Written problem
Collect every line of the rows below that contains the word "with".

Task material
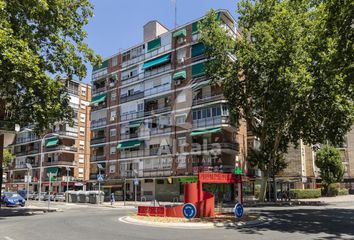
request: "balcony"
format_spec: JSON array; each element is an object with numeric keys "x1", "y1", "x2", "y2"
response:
[
  {"x1": 91, "y1": 154, "x2": 106, "y2": 161},
  {"x1": 91, "y1": 118, "x2": 107, "y2": 129},
  {"x1": 193, "y1": 116, "x2": 230, "y2": 129},
  {"x1": 46, "y1": 145, "x2": 77, "y2": 152},
  {"x1": 193, "y1": 94, "x2": 225, "y2": 105},
  {"x1": 120, "y1": 92, "x2": 144, "y2": 103},
  {"x1": 91, "y1": 136, "x2": 106, "y2": 145}
]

Finished exercise
format_spec: JSON array; each element is an object with numeric keys "x1", "y1", "x2", "y2"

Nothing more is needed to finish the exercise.